__THE TASK__:
Exactly reproduce the lines from the line that has "Would you mind marking the gibbon's black" down to the last line of the entries, inclusive.

(Point annotation dataset records)

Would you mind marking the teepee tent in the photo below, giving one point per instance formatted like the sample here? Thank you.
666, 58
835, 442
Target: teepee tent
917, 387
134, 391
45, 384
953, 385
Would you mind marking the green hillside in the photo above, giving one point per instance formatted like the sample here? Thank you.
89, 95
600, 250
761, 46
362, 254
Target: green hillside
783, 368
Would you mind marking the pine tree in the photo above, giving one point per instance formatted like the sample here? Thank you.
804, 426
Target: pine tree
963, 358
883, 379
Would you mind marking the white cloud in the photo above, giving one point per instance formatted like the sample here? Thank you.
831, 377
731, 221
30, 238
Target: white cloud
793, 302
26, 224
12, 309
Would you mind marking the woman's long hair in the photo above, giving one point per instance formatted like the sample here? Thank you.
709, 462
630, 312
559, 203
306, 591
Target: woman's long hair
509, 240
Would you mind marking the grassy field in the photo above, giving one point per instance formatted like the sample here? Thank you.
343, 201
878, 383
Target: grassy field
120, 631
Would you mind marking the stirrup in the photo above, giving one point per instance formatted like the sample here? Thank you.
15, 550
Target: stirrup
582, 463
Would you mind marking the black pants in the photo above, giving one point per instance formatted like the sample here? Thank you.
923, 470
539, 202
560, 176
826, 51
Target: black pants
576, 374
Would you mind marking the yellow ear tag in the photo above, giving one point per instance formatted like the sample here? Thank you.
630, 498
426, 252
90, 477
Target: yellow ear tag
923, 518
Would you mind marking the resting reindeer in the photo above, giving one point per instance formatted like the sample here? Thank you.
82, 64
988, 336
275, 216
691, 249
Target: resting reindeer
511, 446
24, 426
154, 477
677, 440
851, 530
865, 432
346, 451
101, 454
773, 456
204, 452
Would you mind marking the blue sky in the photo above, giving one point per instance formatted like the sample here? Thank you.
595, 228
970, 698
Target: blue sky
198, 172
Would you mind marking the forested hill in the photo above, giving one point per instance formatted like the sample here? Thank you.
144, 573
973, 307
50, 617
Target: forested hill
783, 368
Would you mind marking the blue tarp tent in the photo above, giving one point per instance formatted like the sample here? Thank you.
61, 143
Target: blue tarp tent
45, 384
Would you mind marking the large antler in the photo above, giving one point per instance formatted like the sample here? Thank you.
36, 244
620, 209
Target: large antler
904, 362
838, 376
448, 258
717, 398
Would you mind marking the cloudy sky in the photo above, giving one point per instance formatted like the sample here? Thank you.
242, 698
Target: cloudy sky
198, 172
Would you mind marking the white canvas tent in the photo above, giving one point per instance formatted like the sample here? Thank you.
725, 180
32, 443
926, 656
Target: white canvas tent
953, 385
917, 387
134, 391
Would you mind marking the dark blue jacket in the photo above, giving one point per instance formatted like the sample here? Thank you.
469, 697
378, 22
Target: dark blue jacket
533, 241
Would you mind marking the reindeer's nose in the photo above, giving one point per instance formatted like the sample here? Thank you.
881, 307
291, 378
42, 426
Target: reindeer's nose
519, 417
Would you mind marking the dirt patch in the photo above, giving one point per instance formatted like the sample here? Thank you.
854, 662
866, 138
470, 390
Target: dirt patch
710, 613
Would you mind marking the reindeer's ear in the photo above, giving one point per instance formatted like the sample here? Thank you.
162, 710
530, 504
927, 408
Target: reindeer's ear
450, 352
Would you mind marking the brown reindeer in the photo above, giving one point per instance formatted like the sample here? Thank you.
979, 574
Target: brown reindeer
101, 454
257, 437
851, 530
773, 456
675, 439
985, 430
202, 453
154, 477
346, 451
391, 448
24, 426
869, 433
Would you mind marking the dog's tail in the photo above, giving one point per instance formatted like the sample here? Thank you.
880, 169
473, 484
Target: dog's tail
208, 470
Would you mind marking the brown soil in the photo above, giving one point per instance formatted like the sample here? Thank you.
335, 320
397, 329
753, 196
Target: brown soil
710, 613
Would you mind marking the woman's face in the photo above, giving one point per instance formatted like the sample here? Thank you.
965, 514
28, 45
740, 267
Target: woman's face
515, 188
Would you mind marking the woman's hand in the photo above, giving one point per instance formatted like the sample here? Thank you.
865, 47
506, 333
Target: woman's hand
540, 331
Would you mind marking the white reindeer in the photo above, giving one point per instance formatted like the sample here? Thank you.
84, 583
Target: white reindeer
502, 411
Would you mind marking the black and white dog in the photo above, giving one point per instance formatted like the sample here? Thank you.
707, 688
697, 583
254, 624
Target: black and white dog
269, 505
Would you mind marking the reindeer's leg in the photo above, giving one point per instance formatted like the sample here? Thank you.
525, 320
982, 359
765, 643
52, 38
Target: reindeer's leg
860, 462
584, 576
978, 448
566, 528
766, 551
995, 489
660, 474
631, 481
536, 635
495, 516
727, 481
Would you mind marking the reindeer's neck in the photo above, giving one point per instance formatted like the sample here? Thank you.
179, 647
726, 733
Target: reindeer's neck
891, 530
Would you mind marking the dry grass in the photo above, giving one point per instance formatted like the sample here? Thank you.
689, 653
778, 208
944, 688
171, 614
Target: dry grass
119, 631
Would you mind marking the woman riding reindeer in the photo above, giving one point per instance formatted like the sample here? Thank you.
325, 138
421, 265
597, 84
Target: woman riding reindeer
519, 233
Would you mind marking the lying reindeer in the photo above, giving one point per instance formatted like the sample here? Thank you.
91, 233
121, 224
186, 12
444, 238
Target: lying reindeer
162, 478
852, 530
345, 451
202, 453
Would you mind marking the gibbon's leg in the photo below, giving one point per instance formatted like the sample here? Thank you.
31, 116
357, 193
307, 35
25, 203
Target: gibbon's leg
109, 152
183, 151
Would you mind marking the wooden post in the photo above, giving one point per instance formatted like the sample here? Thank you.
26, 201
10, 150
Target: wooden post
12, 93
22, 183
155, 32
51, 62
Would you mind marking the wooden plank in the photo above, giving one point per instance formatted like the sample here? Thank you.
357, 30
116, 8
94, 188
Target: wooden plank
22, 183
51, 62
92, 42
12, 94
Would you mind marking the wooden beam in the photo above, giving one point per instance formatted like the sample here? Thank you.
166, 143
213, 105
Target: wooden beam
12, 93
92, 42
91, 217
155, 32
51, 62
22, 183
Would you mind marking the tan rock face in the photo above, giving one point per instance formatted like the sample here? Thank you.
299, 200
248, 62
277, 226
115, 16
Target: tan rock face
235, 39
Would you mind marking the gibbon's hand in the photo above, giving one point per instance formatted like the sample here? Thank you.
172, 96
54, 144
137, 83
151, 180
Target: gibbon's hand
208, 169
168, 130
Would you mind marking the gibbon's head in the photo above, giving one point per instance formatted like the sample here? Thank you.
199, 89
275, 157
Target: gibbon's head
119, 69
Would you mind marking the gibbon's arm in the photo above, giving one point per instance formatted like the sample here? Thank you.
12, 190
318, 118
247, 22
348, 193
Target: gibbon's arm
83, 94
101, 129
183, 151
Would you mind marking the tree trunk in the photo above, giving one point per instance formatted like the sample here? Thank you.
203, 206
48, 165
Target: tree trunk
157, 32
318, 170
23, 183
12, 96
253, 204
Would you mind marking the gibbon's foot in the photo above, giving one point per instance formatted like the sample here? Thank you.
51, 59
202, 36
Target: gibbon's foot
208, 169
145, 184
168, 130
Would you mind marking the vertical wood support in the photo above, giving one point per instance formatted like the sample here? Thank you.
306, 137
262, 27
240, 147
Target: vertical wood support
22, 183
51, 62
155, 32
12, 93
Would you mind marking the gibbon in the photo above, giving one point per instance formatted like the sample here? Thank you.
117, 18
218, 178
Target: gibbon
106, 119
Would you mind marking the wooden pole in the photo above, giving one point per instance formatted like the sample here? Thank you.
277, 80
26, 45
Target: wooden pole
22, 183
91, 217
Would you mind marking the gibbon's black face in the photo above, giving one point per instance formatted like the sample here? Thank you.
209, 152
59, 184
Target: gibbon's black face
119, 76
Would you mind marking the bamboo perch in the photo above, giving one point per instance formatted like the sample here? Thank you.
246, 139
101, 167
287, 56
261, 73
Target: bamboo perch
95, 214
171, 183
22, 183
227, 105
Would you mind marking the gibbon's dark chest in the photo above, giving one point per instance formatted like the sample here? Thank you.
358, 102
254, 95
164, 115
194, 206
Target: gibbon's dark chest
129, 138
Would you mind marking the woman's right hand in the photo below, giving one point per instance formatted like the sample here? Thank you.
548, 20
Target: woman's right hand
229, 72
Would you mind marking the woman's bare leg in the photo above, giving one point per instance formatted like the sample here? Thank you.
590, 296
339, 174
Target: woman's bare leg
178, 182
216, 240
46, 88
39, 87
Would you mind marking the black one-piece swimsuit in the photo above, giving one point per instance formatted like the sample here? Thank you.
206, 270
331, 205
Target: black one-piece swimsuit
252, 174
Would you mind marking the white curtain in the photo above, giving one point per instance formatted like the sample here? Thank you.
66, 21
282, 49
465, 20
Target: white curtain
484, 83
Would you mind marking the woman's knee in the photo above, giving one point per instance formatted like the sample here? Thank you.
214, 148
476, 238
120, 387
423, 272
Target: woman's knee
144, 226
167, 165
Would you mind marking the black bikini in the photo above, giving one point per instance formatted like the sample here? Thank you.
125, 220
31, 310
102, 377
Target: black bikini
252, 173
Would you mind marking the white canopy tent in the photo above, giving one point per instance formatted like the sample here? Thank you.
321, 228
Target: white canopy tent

__WRITTEN RESPONSE__:
Would you mind marking the gibbon's black face in the photo above, giving one point per instance formatted like the sample here? Thank you.
209, 152
59, 184
Target: gibbon's black face
119, 76
Would you mind marking the bamboo perch in the photo above, giving one point per instance formatted like the sample here? Thank you.
246, 139
101, 167
287, 56
261, 73
Target: bamboo perch
95, 214
171, 183
22, 183
227, 105
Would you mind marking the gibbon's dark chest in the photo above, giving one point per instance formatted like the sample here? Thank you.
358, 102
254, 95
164, 115
194, 206
Target: gibbon's dark chest
129, 138
Would you mind marking the woman's right hand in the photo below, giving one point per instance formatted like the sample here? Thank you.
548, 20
Target: woman's right hand
229, 72
Would you mind marking the woman's bare leg in the photo above, giving one point per instance formatted like the sample here? Thank you.
590, 296
339, 174
Target: woman's bare leg
178, 182
216, 240
46, 88
39, 87
Would you mind marking the black one-piece swimsuit in the photo above, giving one point per instance formatted like the sample here? Thank you.
206, 270
331, 205
Target: black one-piece swimsuit
252, 174
Would you mind marking the white curtain in the photo above, giving one point per instance formatted like the sample here? Thank you.
66, 21
282, 49
465, 20
Target: white curtain
484, 83
Would you mind marking the woman's knee in the photo above, giving one point per instance formatted like the sample here? Thank you.
214, 148
476, 238
120, 387
423, 272
Target: woman's knee
144, 226
167, 165
Would you mind marking the black bikini in the photo above, giving one point per instance formatted like the sample here? Thank you.
125, 220
31, 310
102, 377
Target: black bikini
252, 173
Would you mind marking the white canopy tent in the photo above, giving one point per instance formatted like the sample here? Thank you.
321, 228
Target: white canopy tent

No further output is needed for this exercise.